TASK PROMPT -
Convert the items below, starting with the line with "the dark building" and going on through the line with "x=160 y=143", into a two-column CSV with the columns text and answer: one row per item, each value in a single quoted field, and line breaks replaced by spaces. Leave the pictures out.
——————
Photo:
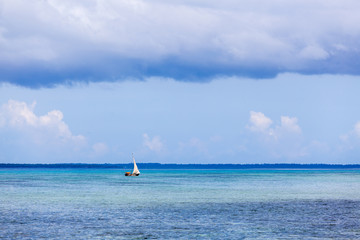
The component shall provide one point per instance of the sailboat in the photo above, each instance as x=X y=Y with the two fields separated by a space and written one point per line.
x=136 y=171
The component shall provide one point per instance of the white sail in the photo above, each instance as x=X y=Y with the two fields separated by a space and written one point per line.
x=136 y=170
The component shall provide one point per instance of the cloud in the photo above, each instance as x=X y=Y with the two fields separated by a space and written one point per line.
x=57 y=41
x=280 y=141
x=44 y=135
x=100 y=149
x=259 y=122
x=351 y=139
x=155 y=144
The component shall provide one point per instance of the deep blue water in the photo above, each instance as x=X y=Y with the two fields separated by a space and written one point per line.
x=179 y=204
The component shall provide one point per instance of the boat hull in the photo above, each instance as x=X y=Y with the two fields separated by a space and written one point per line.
x=128 y=174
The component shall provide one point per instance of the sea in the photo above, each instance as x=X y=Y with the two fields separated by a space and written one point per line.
x=98 y=203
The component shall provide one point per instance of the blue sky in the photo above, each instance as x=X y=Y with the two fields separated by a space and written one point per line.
x=180 y=82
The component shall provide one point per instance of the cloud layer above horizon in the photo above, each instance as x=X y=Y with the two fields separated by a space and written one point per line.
x=45 y=43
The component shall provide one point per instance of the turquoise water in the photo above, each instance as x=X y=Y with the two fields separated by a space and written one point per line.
x=179 y=204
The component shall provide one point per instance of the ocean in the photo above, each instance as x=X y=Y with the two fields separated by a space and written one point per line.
x=84 y=203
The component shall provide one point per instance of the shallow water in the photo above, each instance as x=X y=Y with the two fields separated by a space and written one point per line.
x=179 y=204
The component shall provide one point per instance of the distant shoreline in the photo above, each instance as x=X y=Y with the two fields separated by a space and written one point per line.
x=184 y=166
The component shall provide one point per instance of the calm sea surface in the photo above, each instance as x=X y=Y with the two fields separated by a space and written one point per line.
x=179 y=204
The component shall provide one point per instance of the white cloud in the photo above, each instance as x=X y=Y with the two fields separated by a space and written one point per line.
x=280 y=141
x=100 y=149
x=259 y=122
x=230 y=34
x=47 y=130
x=154 y=144
x=314 y=52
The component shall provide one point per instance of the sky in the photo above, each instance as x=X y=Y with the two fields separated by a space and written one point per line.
x=179 y=82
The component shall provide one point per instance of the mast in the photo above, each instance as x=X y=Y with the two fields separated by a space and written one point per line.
x=136 y=170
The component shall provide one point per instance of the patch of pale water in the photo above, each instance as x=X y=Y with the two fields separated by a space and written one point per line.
x=179 y=204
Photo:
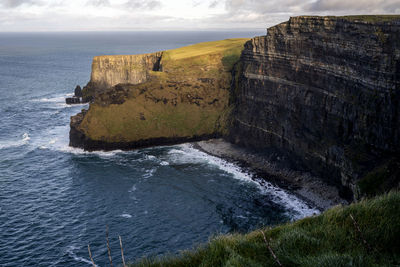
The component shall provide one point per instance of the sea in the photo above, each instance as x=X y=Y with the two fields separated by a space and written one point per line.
x=56 y=200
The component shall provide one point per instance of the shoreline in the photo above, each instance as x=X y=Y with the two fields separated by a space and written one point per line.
x=304 y=185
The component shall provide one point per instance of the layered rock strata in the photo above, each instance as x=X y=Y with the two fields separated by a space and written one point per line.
x=324 y=91
x=162 y=98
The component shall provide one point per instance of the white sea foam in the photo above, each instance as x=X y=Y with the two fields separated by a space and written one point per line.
x=15 y=143
x=133 y=188
x=296 y=208
x=72 y=254
x=57 y=139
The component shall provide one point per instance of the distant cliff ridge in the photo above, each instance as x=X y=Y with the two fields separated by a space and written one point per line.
x=325 y=92
x=322 y=91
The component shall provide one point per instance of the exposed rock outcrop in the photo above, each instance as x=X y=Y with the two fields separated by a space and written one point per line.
x=162 y=98
x=108 y=71
x=325 y=92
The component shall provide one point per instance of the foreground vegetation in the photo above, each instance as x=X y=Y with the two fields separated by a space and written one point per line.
x=362 y=234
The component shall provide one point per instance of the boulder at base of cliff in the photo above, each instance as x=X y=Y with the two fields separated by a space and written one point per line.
x=73 y=100
x=78 y=91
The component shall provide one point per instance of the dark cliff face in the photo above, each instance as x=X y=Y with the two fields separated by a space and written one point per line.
x=324 y=91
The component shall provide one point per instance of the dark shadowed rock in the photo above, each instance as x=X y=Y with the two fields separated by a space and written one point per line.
x=72 y=100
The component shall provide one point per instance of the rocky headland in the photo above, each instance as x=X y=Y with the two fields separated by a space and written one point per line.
x=319 y=94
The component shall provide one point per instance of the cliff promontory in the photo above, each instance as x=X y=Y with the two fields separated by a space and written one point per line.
x=325 y=92
x=161 y=98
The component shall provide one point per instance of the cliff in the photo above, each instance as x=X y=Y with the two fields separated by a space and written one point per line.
x=324 y=92
x=161 y=98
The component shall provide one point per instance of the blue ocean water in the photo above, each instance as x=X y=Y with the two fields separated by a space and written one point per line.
x=55 y=200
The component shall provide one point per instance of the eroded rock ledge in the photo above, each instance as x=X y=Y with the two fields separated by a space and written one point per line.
x=168 y=97
x=325 y=91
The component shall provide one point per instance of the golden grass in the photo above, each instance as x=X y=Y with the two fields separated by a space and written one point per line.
x=188 y=98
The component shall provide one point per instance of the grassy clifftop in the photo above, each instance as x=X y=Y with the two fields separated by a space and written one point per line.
x=330 y=239
x=185 y=96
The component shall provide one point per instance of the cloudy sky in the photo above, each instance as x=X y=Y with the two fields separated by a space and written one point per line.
x=105 y=15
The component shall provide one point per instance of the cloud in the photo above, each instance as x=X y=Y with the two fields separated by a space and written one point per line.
x=16 y=3
x=143 y=4
x=213 y=4
x=98 y=3
x=22 y=15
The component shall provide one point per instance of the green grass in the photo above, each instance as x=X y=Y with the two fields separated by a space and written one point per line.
x=200 y=71
x=329 y=239
x=363 y=18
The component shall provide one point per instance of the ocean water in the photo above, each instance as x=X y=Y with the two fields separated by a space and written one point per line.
x=55 y=200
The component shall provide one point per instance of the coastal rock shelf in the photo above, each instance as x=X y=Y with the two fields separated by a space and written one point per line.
x=324 y=91
x=161 y=98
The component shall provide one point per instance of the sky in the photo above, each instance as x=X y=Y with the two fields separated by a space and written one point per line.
x=121 y=15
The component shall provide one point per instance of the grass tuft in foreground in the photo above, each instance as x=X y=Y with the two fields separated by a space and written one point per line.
x=330 y=239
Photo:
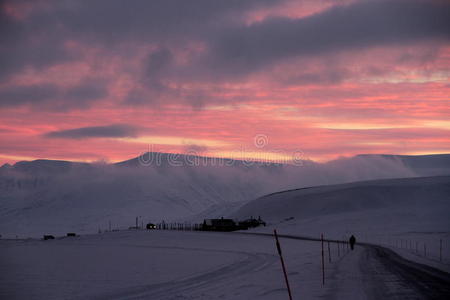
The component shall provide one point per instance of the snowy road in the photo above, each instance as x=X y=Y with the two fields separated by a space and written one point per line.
x=194 y=265
x=375 y=272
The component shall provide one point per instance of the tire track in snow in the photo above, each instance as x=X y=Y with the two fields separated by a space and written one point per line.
x=251 y=262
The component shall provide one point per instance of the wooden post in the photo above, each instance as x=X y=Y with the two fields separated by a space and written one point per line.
x=282 y=263
x=323 y=262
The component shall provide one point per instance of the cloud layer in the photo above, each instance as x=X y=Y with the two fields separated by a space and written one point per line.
x=327 y=77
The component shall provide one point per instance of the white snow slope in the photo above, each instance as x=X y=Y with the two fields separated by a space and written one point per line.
x=56 y=197
x=407 y=215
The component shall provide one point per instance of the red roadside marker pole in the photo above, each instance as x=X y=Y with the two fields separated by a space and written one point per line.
x=323 y=262
x=282 y=263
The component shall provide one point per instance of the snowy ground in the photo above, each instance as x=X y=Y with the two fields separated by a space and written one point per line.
x=204 y=265
x=156 y=265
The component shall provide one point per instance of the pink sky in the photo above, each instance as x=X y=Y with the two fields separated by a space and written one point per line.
x=77 y=85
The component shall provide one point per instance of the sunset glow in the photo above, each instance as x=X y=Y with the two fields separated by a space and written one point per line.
x=207 y=79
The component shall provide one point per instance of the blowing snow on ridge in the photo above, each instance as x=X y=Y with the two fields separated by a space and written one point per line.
x=59 y=196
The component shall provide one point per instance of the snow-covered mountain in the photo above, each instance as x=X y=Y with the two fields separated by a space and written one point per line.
x=378 y=208
x=59 y=196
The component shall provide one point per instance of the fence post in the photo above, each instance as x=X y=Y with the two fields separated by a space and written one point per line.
x=282 y=263
x=323 y=262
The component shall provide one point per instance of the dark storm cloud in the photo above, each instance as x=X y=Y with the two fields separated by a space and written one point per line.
x=38 y=39
x=81 y=95
x=111 y=131
x=365 y=24
x=233 y=48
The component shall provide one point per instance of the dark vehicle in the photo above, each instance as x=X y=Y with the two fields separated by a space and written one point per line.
x=219 y=225
x=352 y=241
x=251 y=223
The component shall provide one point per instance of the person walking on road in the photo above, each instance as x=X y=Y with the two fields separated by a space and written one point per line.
x=352 y=241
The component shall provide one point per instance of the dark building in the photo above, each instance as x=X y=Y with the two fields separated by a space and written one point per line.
x=219 y=225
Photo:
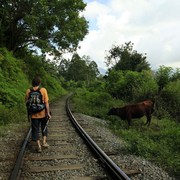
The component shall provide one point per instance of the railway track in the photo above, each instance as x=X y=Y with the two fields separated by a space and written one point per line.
x=68 y=157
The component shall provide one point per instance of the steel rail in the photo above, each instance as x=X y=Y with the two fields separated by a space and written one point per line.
x=16 y=170
x=113 y=170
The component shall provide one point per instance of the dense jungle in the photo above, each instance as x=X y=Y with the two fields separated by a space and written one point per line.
x=34 y=36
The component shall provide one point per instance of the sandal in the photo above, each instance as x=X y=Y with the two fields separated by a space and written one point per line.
x=39 y=150
x=46 y=145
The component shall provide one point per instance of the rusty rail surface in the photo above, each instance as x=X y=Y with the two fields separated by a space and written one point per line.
x=113 y=170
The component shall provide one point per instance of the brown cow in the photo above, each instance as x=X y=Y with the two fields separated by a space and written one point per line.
x=128 y=112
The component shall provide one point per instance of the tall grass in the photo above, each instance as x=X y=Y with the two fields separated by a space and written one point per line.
x=160 y=143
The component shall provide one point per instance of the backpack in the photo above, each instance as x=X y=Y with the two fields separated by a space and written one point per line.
x=35 y=103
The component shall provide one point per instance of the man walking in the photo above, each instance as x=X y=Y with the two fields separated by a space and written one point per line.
x=38 y=109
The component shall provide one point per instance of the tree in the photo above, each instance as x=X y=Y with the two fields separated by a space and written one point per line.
——————
FULL OUTPUT -
text,answer
"The component shall provide one point per instance of the dark building in the photo above, each instance as x=X y=Y with the two fields separated by a space and written one point per line.","x=219 y=225"
"Photo: The component shall provide one point per instance of the railway track in the photo above, each instance as x=X y=Y with the two fields separated by a space and written one point per line.","x=68 y=157"
"The component shall provide one point per instance of the steel rail in the photo above, each instance as x=X y=Y with the two fields separated by a space and written one point per line.","x=16 y=170 x=113 y=170"
"The component shall provide one point per instance of the dense jungle in the photo above, each instance as x=X y=Y with the two fields separated by a space and written one point per line.","x=34 y=36"
"The component shall provide one point per instance of the sandal in the photo above, each instance as x=X y=Y with the two fields separated by a space and written one point per line.","x=39 y=150 x=46 y=145"
"The component shall provide one point per instance of the rusty rail surface in the photo above, each instance as x=X y=Y with the two fields separated by a space and written one point per line.","x=113 y=170"
"The component shall provide one point per instance of the brown cow in the photo above, each instance as x=X y=Y with the two fields separated by a space and written one point per line.","x=128 y=112"
"The component shall provide one point per instance of the tall grass in the photo above, each instance as x=X y=Y with the two fields separated by a space and written one point per line.","x=160 y=143"